Text passage |
<<<<

2009-07-17 Thread Dan M



From: brin-l-boun...@mccmedia.com [mailto:brin-l-boun...@mccmedia.com] On
Behalf Of Doug Pensinger
Sent: Friday, July 17, 2009 6:26 PM
To: Killer Bs (David Brin et al) Discussion
Subject: Re: WeChooseTheMoon


John wrote:
On Thu, Jul 16, 2009 at 8:58 PM, Doug Pensingerbrig...@zo.com wrote:

 Absolutely not, but isn't that how the free market works; the people with
 money/power decide what's in the best interest of the people they control?
People they control? Huh? Politicians and regulators control people.
Free market allows people to choose for themselves.

So if there was some vital benefit to society and it couldn't be provided
without a financial loss, how would the free market provide it?


 Then we have the ringing success of the U.S. health care system to tell us
 how well the free market works for sick people.
The US health care system is not a free market. Medicare and Medicaid
make up more than 50% of US health care spending, so the majority of
the US health care system is government controlled.

>>>>

What the exercise asks |
Answer these questions about the email thread above.
1. On what day and date was the message from Doug Pensinger sent?
2. What subject line does the message carry?
3. Which two programs are said to make up more than 50% of US health care spending?

Recorded data |
<<<<

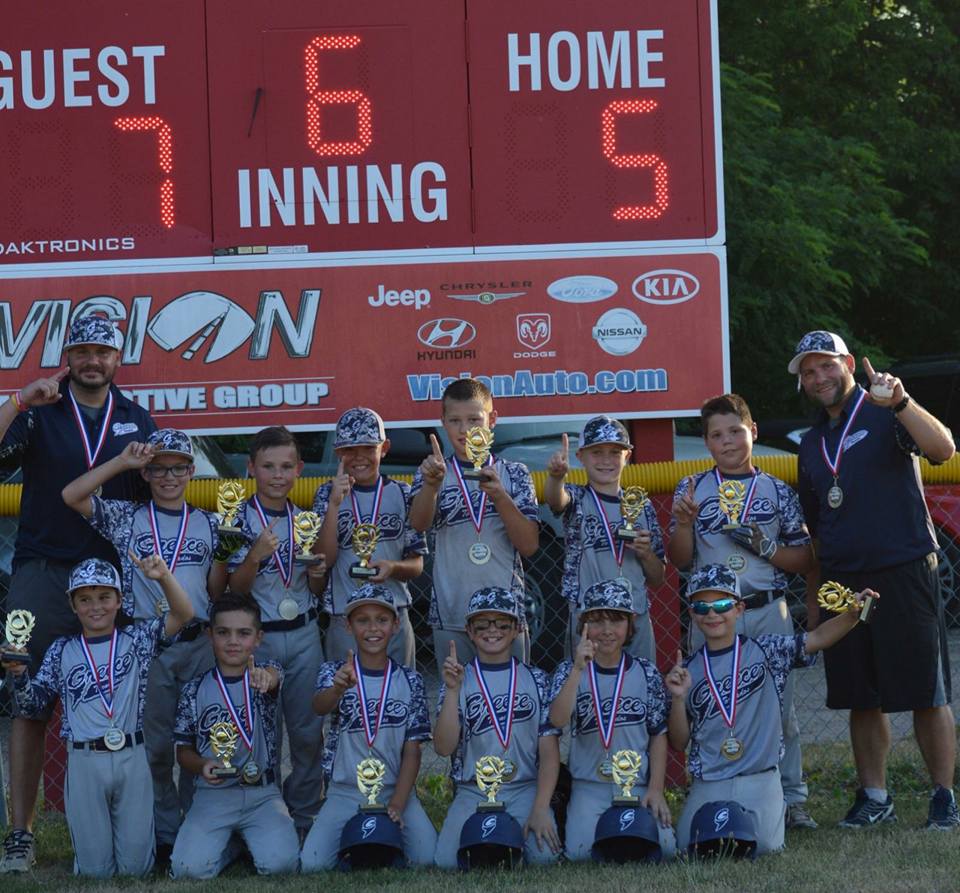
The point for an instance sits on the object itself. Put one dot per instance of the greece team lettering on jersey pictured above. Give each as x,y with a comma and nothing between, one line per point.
765,663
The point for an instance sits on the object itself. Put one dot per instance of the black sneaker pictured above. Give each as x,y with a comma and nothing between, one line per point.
866,812
943,814
18,853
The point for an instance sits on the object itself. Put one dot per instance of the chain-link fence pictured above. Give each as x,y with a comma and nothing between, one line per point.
823,732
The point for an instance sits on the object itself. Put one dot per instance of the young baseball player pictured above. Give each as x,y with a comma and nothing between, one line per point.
243,693
612,701
187,539
591,518
735,732
771,542
359,494
100,677
286,592
378,712
497,706
482,528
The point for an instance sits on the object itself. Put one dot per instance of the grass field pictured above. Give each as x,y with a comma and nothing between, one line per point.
901,857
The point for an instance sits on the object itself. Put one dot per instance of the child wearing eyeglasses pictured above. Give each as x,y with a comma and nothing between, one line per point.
735,731
186,538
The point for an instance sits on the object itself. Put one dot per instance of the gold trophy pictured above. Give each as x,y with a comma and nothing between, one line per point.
363,541
625,767
370,774
491,773
19,625
230,494
732,495
306,529
632,503
838,599
223,743
477,447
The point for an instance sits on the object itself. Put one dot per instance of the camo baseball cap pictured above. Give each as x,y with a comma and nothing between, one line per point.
493,598
93,572
817,342
604,429
607,595
370,594
96,330
713,578
170,440
359,427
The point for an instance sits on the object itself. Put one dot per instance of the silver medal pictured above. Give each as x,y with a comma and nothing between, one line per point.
114,739
288,609
479,553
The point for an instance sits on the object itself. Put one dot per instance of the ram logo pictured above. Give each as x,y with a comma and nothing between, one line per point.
533,329
446,333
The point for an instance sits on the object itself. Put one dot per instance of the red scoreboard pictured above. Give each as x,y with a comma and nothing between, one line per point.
197,135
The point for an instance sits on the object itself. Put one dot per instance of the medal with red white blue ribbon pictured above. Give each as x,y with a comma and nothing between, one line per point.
370,729
285,570
732,747
835,494
244,730
92,453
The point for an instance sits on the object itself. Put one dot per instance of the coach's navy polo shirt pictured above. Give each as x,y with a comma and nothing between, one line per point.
883,520
52,455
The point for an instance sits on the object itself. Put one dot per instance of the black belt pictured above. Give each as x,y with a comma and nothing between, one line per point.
276,626
100,746
761,599
192,632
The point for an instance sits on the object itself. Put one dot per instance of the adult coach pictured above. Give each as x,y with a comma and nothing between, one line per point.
60,427
861,492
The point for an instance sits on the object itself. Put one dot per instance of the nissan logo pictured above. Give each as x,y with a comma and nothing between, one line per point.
446,332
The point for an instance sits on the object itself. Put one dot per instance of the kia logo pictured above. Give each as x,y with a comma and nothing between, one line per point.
446,332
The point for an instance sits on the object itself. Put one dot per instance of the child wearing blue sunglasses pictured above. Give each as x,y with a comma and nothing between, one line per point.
735,732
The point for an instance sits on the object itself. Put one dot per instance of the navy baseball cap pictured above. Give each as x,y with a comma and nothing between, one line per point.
607,595
370,594
713,578
493,598
371,840
359,427
93,572
170,441
604,429
723,828
626,834
96,330
490,839
817,342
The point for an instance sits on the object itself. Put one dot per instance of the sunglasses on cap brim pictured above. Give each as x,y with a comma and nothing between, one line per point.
720,606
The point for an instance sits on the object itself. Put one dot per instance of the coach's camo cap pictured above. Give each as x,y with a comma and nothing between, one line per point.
93,572
817,342
607,595
713,578
604,429
493,598
172,441
370,594
96,330
359,427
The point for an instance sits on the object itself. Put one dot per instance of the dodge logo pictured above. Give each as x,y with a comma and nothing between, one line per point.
446,332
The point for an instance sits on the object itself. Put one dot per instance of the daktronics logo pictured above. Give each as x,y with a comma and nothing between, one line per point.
533,332
666,287
446,337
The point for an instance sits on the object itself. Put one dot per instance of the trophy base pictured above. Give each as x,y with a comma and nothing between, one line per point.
362,572
14,657
487,806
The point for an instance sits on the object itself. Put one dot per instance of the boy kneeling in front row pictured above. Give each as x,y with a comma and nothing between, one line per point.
735,732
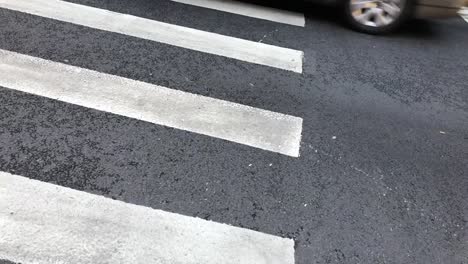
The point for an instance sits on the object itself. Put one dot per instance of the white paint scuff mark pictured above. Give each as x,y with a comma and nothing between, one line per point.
235,48
238,123
250,10
45,223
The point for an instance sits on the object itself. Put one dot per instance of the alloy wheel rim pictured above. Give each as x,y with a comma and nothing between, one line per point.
376,13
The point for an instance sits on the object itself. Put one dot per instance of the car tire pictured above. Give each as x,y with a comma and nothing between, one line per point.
360,15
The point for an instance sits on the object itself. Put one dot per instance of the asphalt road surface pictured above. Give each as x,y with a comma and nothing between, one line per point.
361,156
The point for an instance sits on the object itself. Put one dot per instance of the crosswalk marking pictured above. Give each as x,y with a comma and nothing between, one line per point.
240,49
250,10
46,223
156,104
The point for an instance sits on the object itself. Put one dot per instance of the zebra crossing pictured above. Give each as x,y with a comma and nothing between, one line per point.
33,211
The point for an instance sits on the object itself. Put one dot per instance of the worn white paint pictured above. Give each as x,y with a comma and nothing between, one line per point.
250,10
45,223
464,13
156,104
240,49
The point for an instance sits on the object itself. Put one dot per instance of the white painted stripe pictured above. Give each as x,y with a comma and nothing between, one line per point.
250,10
156,104
240,49
45,223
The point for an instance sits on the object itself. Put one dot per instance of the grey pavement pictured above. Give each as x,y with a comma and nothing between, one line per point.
382,175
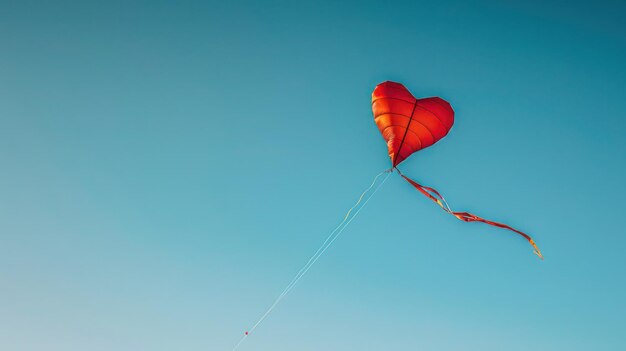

>>>>

Answer box |
1. Friday, July 17, 2009
2. Re: WeChooseTheMoon
3. Medicare and Medicaid